AIM: Copy out the listing that follows exactly, dropping every picture.

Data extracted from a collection
-------

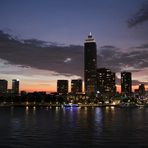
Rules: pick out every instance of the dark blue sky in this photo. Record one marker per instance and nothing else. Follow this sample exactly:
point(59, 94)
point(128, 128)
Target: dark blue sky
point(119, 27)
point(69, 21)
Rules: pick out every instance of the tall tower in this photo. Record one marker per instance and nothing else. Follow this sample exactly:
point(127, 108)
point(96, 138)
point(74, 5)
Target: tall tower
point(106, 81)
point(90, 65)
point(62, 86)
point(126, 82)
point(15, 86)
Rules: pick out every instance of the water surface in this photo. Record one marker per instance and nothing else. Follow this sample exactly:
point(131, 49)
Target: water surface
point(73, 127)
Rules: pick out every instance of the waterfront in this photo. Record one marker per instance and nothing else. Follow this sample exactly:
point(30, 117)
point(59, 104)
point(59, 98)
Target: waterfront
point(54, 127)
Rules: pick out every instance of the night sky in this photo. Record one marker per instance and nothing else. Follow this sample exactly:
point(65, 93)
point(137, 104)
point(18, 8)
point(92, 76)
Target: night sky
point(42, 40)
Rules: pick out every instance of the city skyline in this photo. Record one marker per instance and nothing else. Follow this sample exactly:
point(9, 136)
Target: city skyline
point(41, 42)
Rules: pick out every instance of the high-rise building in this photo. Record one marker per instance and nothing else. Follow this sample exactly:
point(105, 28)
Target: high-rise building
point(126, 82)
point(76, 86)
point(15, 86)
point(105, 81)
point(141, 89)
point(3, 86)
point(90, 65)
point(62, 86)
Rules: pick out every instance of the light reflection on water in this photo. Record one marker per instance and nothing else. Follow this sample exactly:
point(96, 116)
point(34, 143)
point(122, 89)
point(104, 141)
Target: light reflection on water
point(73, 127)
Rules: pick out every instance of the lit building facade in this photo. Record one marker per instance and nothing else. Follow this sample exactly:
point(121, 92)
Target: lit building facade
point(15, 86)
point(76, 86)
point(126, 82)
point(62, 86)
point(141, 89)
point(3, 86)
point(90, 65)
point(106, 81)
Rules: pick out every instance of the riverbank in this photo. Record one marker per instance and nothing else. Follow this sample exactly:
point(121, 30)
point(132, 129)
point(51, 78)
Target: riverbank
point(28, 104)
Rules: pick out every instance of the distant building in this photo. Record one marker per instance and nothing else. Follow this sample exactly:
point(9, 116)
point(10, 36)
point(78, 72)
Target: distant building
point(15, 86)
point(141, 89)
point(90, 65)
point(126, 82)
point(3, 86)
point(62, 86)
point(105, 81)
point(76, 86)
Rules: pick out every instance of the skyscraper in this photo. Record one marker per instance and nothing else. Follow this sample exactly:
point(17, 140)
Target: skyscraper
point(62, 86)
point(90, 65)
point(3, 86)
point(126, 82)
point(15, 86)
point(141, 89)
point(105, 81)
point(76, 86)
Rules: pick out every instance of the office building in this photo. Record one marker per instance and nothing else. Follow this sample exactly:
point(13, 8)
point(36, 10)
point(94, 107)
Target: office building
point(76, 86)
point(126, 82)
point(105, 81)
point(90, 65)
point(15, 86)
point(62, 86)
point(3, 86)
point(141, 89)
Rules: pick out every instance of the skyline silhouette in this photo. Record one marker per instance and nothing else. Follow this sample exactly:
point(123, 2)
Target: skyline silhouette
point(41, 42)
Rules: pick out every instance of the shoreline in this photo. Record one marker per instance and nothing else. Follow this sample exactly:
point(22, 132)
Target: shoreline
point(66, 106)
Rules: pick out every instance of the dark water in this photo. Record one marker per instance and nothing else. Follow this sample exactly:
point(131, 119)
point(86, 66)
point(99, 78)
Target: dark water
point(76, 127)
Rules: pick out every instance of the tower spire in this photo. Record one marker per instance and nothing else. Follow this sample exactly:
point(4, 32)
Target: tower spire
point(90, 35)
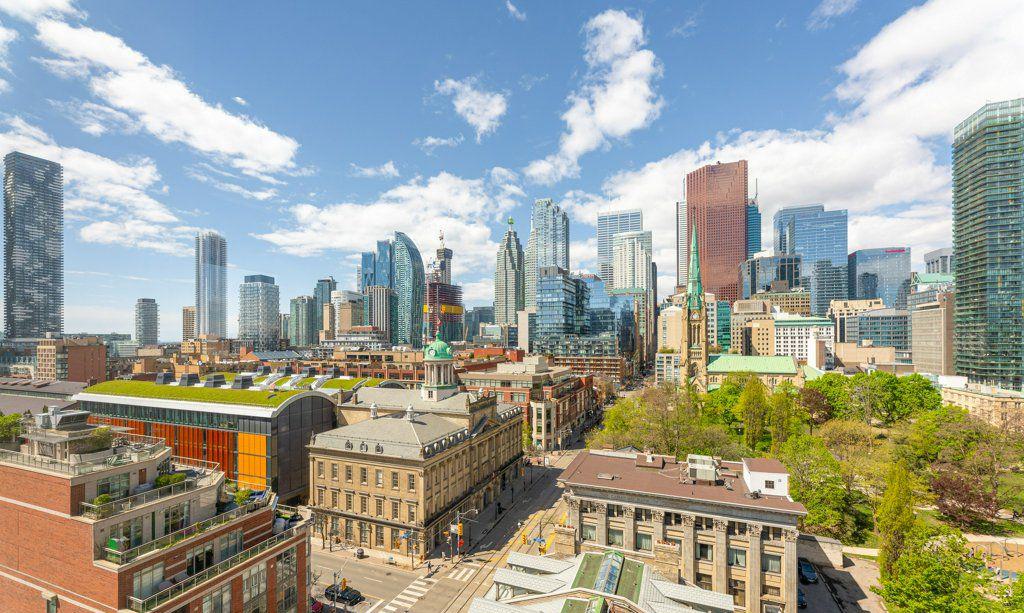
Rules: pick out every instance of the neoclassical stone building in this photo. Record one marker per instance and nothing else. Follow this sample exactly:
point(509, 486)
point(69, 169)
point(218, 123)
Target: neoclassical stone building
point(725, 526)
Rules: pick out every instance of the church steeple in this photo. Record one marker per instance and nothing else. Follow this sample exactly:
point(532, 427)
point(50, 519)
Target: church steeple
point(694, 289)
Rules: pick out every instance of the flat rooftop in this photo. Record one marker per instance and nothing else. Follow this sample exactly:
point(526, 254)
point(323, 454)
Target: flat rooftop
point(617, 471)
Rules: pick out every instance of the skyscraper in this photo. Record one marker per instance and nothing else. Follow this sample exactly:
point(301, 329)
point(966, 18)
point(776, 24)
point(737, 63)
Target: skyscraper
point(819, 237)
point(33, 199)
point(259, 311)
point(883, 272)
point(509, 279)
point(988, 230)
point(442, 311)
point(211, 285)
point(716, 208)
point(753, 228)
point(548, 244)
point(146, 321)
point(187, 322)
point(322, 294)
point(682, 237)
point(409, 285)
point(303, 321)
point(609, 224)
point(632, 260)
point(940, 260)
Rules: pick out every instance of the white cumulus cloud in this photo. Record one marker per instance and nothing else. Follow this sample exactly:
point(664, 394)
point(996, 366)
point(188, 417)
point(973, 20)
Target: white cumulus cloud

-------

WRITTEN SOLUTION:
Rules: pick out every instance of the dark blue sky in this photo. Record one marker per instance and nothing else. Follow this sample exactly:
point(59, 94)
point(128, 128)
Target: dark blue sky
point(119, 27)
point(69, 21)
Rules: pick out every instance of the tall tower in this photo. Record one marker per instance and nothing else. Follow this sample exactly:
point(127, 108)
point(96, 138)
point(74, 5)
Target: tall tower
point(106, 81)
point(90, 65)
point(62, 86)
point(126, 82)
point(15, 86)
Rules: pick out every instance of the water surface in this photo. Record one marker per instance and nothing else. Follow this sample exactly:
point(131, 49)
Target: water surface
point(73, 127)
Rules: pick out every instance of the waterfront in this photo. Record one marker per instance and nothing else. Follow this sample exactly:
point(30, 117)
point(59, 104)
point(59, 98)
Target: waterfront
point(54, 127)
Rules: pick out every instance of the night sky in this photo. Record one marker per instance and nothing else. Follow this sample exactly:
point(65, 93)
point(137, 104)
point(18, 8)
point(92, 76)
Target: night sky
point(42, 40)
Rules: pick out every instance of the city skyline in this photo. Record one marker per instance and nothing else. Follow this sample exactly:
point(9, 136)
Target: city skyline
point(41, 42)
Rules: pick out every instance of the high-rise building in this photo. Record one marker per instance and nothing else. Follow this sample exactly:
point(105, 28)
Target: high-rise building
point(126, 82)
point(76, 86)
point(15, 86)
point(105, 81)
point(141, 89)
point(3, 86)
point(90, 65)
point(62, 86)
Rules: pick out every instance of the light reflection on water in this photo. Record one marker per instance and nothing else. Follow this sample exactly:
point(96, 116)
point(34, 143)
point(122, 89)
point(104, 141)
Target: light reflection on water
point(73, 127)
Rules: pick out every instance of the lit building facade in this photo. Record one marker per instance and nothing else. Follow this sample exactly:
point(121, 92)
Target: lit building facade
point(15, 86)
point(76, 86)
point(126, 82)
point(62, 86)
point(141, 89)
point(3, 86)
point(90, 65)
point(106, 81)
Rules: pick out every instance of the riverbank in this photo. Record one marker per instance and nothing else. Follow this sample exactly:
point(121, 30)
point(132, 129)
point(51, 78)
Target: riverbank
point(28, 104)
Rules: pick out every instance of the distant building in this photo. Record one marker per instance and nothing else. Follow this sample exactly:
point(9, 116)
point(10, 36)
point(78, 72)
Target: distant building
point(15, 86)
point(141, 89)
point(90, 65)
point(126, 82)
point(3, 86)
point(62, 86)
point(105, 81)
point(76, 86)
Rules: pick out every instance of the skyscraper in this photo. Record one marker per instance and nothing else. Follow this sample exactly:
point(17, 140)
Target: skyscraper
point(62, 86)
point(90, 65)
point(3, 86)
point(126, 82)
point(15, 86)
point(141, 89)
point(105, 81)
point(76, 86)
Rules: pick out every instance of the office building in this photo. Record one marker per instance and nothing else. Follow this sample exactly:
point(13, 8)
point(36, 10)
point(94, 107)
Target: office building
point(76, 86)
point(126, 82)
point(105, 81)
point(90, 65)
point(15, 86)
point(62, 86)
point(3, 86)
point(141, 89)
Rules: pick out every instance of the skyline silhouette in this photo. Record one marker per instance and nothing else. Follow this sample exactly:
point(123, 2)
Target: skyline silhouette
point(41, 42)
Rules: pick out every instance of the shoreline in this photo. Record one marker per instance and nothing else. Follow this sample exactly:
point(22, 132)
Target: shoreline
point(66, 106)
Rules: pick out every instance of the dark water in this photo. Record one marker per instance and nothing else. Follow this sample exactly:
point(131, 119)
point(86, 66)
point(99, 78)
Target: dark water
point(76, 127)
Rules: pick out every instance of the tower spire in this photo. Record one marker per instance and nothing else. Follow this sample exactly:
point(4, 32)
Target: tower spire
point(90, 35)
Rules: pick out every instance of the neoclassical stone building in this photo. Record one marker per instance and nothing else. Follow this sample exactly:
point(509, 486)
point(69, 169)
point(218, 123)
Target: neoclassical stone building
point(725, 526)
Rules: pick out every instance of the church steeple in this photo. Record one marker per instance and nothing else. Follow this sample exactly:
point(532, 427)
point(50, 519)
Target: church steeple
point(694, 289)
Rules: pick out every instance of the flat rooftop in this photo. Record one marker per instance and nothing else. Follow this sample exactly:
point(526, 254)
point(323, 454)
Target: flat rooftop
point(617, 471)
Rules: pick out every instance of the skyscraper in this photo. Record one marker per instance and nothing else. Follow this sample exactly:
point(301, 329)
point(966, 18)
point(776, 24)
point(737, 63)
Target: skyscraper
point(819, 237)
point(33, 199)
point(259, 311)
point(883, 272)
point(509, 279)
point(988, 230)
point(442, 311)
point(211, 285)
point(716, 208)
point(753, 228)
point(548, 244)
point(146, 321)
point(187, 322)
point(322, 294)
point(682, 237)
point(409, 285)
point(303, 321)
point(609, 224)
point(632, 260)
point(940, 260)
Rules: pick out every instance of the white cumulus cloud in this photo. Record one marker per instance and nothing else. Follow this sample exactly:
point(664, 394)
point(996, 366)
point(188, 417)
point(973, 20)
Target: white cumulus cloud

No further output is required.